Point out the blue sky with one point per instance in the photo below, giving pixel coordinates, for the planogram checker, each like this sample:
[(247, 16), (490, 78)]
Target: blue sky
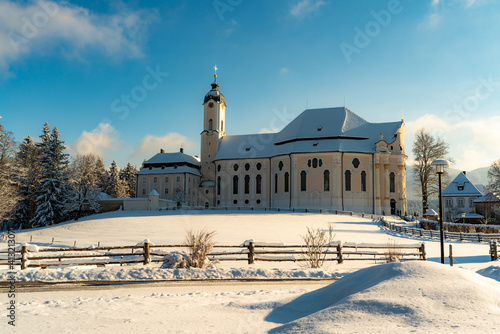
[(86, 67)]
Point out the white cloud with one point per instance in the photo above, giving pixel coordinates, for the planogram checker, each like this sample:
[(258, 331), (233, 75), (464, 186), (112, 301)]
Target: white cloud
[(473, 143), (150, 145), (266, 130), (305, 7), (45, 26), (284, 70), (104, 141)]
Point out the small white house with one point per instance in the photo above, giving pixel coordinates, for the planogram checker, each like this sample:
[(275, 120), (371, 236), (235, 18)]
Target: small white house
[(459, 197)]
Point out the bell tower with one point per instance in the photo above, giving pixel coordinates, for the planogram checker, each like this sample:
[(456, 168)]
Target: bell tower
[(214, 116)]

━━━━

• [Requirements]: Please rewrite the entries from the line with "Point out the white" through the end of the entries, swapping "planogram checker" for "shelf auditor" and leaving everything else unchanged.

• [Completed exercise]:
Point out the white cloud with one point per instance in the photo above, giving pixel coordinates, for the shelf auditor, each like this sample:
[(258, 331), (233, 75), (464, 186), (112, 301)]
Target: white cloud
[(473, 143), (150, 145), (266, 130), (305, 7), (45, 26), (284, 70), (104, 141)]
Point out the small white house with one point per instance in the photo above, giving pixel coordinates, for the shelf auditor, each like this sample:
[(275, 120), (371, 236), (235, 18)]
Target: small white house
[(459, 197)]
Point out the bell tower with one point per instance in the photo above, giving pixel coordinates, for the shelf auditor, each like this sample:
[(456, 168)]
Target: bell tower
[(214, 116)]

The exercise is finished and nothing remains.